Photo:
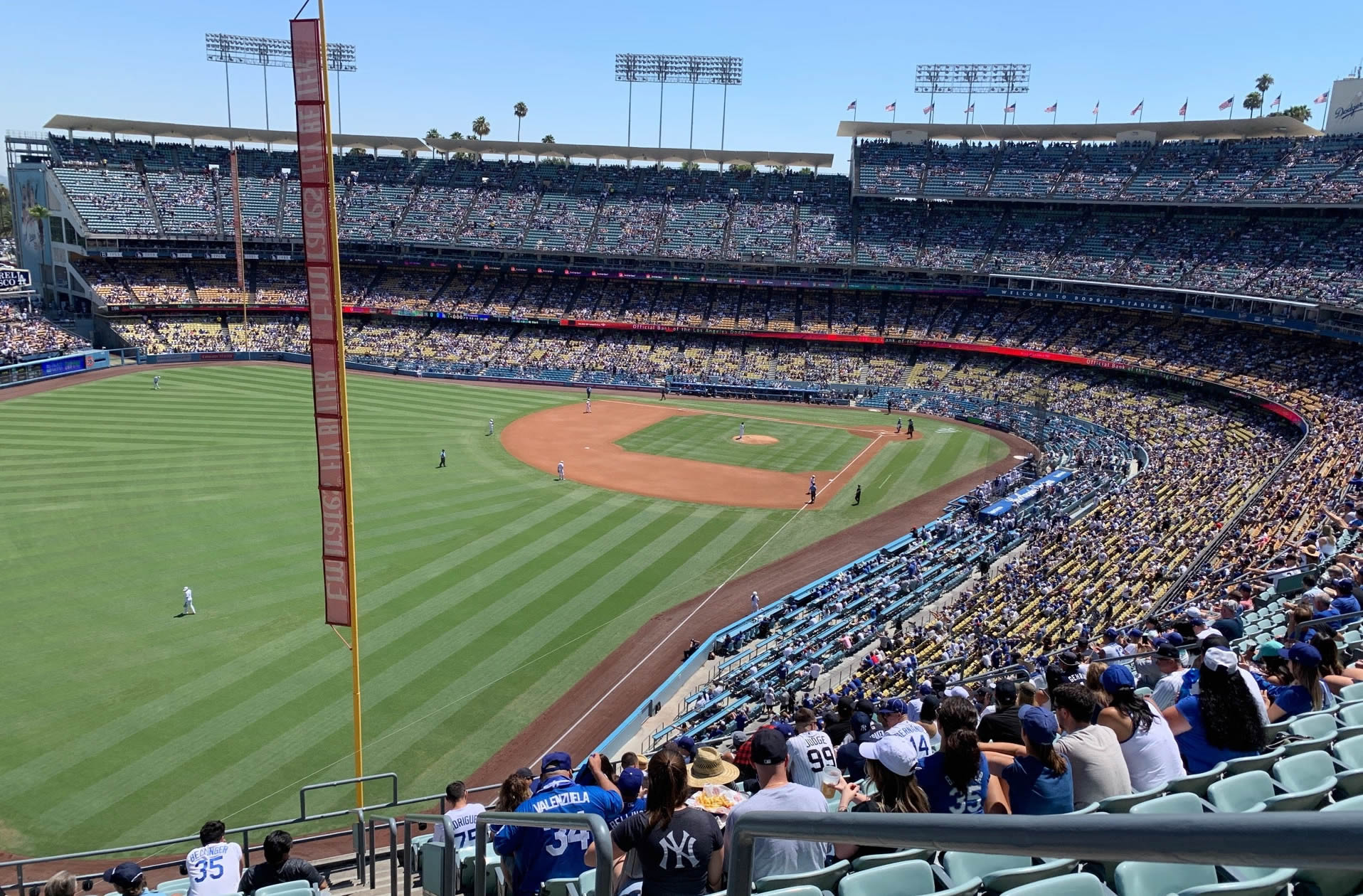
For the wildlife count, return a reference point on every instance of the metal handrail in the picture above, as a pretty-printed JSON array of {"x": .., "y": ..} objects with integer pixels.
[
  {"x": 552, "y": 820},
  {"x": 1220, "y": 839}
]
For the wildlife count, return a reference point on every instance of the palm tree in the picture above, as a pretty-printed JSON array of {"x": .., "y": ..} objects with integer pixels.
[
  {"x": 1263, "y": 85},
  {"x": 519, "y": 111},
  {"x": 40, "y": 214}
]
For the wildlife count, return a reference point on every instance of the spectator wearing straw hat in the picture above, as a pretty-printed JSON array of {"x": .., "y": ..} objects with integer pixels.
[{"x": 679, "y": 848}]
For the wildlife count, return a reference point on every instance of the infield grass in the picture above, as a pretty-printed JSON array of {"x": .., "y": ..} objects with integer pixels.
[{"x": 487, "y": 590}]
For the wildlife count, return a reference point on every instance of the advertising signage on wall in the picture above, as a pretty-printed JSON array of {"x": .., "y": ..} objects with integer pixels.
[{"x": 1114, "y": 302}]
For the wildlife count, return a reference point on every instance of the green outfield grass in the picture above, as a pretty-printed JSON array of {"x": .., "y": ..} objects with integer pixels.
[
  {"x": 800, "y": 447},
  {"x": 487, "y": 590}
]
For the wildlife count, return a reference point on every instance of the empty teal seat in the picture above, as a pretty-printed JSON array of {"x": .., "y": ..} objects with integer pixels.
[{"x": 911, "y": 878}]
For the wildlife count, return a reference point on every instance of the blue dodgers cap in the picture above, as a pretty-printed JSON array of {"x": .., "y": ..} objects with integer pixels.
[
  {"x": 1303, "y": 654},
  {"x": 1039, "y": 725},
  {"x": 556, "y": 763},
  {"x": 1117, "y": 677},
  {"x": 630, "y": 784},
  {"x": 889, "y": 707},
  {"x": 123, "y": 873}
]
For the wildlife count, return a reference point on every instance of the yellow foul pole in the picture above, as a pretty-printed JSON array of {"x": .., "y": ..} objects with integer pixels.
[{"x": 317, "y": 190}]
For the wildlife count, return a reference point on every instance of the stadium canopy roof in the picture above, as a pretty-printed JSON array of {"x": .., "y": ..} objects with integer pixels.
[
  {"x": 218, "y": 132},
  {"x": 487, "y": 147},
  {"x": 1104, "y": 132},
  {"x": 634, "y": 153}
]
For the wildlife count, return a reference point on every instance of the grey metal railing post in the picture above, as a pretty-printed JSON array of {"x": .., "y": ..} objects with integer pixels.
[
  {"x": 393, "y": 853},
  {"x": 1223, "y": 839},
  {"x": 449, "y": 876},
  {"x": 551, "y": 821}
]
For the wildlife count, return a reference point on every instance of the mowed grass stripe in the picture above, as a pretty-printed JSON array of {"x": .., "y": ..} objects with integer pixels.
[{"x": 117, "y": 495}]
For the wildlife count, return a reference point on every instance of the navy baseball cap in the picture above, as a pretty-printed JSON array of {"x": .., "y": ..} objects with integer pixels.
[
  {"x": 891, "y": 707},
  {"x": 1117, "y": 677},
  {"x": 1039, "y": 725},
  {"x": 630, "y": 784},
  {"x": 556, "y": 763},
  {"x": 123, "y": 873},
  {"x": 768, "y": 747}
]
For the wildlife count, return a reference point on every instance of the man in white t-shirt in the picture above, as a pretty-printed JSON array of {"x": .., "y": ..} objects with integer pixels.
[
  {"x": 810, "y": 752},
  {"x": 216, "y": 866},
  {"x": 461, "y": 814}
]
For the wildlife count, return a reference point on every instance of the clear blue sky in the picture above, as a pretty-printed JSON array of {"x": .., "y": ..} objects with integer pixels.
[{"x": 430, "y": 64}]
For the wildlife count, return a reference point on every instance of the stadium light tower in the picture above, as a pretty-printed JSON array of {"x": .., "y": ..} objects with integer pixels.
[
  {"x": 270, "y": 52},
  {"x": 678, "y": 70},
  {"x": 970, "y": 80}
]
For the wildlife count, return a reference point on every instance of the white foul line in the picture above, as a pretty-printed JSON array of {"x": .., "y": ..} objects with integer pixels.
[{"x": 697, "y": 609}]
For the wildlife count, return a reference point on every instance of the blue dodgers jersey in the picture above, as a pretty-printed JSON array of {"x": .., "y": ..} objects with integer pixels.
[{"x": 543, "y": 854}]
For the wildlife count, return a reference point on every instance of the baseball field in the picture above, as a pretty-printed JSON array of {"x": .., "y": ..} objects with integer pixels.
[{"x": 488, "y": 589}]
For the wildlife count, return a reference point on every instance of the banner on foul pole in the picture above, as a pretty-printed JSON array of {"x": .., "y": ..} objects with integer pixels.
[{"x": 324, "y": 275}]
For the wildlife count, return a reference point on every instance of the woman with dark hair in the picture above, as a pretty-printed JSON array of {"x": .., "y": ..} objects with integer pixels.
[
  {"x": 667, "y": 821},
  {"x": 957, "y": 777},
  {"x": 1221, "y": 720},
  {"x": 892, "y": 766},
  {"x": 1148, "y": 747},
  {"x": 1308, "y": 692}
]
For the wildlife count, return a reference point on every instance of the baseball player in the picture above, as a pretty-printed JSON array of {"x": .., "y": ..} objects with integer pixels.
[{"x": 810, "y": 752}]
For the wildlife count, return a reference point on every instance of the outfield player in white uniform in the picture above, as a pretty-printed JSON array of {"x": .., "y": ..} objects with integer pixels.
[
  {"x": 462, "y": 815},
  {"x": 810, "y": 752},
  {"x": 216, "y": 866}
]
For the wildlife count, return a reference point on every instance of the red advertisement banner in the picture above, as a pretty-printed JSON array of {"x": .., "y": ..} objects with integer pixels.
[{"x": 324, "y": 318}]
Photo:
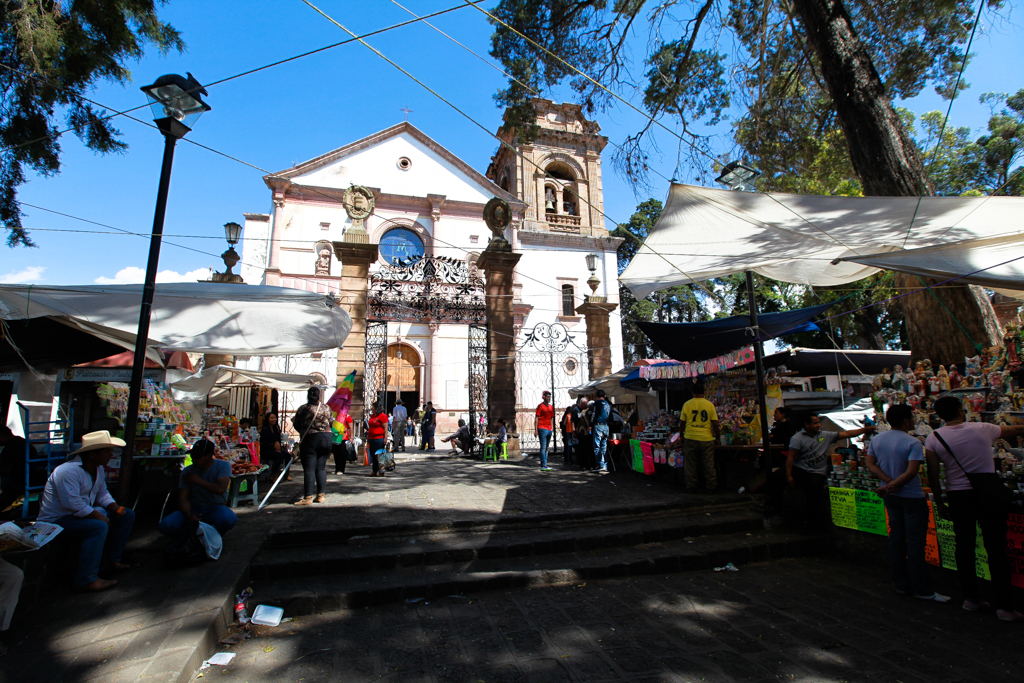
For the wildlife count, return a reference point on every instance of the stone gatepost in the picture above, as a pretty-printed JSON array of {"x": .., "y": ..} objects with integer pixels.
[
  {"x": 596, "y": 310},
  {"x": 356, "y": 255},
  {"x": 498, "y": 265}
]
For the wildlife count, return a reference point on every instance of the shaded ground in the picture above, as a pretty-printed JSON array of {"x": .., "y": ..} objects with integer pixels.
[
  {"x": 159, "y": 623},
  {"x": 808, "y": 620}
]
================
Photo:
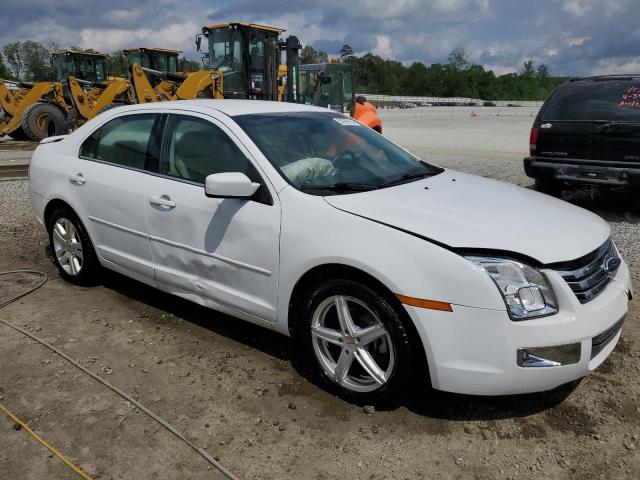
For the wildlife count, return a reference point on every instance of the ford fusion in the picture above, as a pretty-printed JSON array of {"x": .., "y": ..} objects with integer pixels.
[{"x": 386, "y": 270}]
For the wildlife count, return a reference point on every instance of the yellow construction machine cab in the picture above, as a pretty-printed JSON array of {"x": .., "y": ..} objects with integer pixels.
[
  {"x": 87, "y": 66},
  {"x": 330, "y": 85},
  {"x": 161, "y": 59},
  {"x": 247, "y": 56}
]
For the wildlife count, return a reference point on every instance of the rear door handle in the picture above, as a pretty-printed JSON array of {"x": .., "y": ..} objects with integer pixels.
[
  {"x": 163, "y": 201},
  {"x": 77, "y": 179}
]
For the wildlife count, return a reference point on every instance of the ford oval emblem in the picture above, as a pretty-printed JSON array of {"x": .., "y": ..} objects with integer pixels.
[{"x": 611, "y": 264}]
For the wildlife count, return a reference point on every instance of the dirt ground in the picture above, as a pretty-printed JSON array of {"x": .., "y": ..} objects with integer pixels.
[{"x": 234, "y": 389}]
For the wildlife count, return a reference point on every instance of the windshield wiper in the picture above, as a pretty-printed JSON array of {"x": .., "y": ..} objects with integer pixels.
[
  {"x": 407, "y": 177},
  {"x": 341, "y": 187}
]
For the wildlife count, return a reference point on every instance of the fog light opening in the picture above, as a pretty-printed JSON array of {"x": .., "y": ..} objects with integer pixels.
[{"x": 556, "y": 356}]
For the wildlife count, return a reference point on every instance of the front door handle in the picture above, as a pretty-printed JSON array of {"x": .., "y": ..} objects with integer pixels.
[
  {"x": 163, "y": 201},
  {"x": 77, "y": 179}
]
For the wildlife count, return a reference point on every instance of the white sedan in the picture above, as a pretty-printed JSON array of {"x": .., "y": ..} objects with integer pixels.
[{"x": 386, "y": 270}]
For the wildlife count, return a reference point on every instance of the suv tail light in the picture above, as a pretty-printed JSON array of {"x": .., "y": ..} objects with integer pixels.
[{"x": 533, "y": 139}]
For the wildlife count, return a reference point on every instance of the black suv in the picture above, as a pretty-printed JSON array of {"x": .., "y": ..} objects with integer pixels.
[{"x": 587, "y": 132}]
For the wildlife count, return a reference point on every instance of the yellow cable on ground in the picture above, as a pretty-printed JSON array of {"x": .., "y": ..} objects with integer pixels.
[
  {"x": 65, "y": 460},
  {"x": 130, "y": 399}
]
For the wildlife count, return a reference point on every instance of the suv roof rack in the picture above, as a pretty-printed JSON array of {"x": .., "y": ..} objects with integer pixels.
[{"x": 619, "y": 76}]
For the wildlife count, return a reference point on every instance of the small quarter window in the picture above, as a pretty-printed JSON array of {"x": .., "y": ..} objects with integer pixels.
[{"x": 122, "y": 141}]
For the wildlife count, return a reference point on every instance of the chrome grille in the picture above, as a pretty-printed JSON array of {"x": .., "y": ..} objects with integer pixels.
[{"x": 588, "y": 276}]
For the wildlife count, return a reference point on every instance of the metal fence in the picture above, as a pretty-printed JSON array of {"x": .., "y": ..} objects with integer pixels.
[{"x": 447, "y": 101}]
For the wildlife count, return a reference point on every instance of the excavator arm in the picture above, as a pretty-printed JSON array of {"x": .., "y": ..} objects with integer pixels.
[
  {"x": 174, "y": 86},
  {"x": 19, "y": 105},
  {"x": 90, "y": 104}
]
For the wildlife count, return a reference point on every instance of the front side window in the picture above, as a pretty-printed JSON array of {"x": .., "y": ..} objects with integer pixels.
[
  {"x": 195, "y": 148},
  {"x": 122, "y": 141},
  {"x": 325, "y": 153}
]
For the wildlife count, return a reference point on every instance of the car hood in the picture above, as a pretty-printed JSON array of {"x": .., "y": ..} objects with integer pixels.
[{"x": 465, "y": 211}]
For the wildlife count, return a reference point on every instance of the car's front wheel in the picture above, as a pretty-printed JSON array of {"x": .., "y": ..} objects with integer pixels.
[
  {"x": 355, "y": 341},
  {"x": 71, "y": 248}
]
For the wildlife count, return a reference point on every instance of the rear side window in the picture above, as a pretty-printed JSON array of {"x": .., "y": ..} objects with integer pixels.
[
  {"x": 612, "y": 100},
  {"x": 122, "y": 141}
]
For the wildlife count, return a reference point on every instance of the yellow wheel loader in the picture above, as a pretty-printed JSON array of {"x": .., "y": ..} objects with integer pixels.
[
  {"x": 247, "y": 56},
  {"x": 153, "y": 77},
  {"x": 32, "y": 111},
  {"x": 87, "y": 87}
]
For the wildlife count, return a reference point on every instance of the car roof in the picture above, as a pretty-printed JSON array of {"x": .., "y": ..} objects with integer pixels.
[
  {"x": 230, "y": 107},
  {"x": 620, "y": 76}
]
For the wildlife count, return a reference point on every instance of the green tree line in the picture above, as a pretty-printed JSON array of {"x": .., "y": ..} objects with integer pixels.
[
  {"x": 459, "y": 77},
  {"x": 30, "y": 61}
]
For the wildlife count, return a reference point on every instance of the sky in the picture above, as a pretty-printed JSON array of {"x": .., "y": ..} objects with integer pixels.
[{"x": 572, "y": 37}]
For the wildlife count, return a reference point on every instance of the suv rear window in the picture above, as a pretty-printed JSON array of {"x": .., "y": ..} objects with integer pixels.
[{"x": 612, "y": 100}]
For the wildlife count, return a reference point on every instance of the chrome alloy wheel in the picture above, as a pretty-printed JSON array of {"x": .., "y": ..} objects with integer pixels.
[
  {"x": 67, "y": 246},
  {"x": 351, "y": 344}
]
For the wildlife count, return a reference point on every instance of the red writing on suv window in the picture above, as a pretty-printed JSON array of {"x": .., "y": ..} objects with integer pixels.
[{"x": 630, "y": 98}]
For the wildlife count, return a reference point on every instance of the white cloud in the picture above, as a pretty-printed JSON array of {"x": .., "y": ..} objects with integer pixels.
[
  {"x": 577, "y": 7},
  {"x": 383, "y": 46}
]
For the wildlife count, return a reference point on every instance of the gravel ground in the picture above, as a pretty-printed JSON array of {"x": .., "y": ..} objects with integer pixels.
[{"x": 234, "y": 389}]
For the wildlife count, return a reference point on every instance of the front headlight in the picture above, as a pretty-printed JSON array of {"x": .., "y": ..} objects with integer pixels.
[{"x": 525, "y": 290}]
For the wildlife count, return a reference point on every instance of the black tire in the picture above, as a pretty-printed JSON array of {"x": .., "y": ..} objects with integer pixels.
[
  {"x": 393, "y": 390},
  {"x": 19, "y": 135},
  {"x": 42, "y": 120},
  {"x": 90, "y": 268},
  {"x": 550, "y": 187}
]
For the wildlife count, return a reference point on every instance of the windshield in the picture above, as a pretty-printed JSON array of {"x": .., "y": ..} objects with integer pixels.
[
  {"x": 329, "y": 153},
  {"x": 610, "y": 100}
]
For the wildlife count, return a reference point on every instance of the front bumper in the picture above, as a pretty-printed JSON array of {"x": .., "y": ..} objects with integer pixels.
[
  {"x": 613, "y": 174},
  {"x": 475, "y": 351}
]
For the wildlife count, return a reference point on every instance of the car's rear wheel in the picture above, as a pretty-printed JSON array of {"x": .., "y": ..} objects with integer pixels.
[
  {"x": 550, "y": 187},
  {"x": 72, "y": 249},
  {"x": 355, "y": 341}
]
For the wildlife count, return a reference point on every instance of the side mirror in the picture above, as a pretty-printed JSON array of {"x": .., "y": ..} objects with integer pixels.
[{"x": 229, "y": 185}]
================
State how many lines in the entries above contain the string "banner", counting only case-exact matches. Reply with the number alone.

2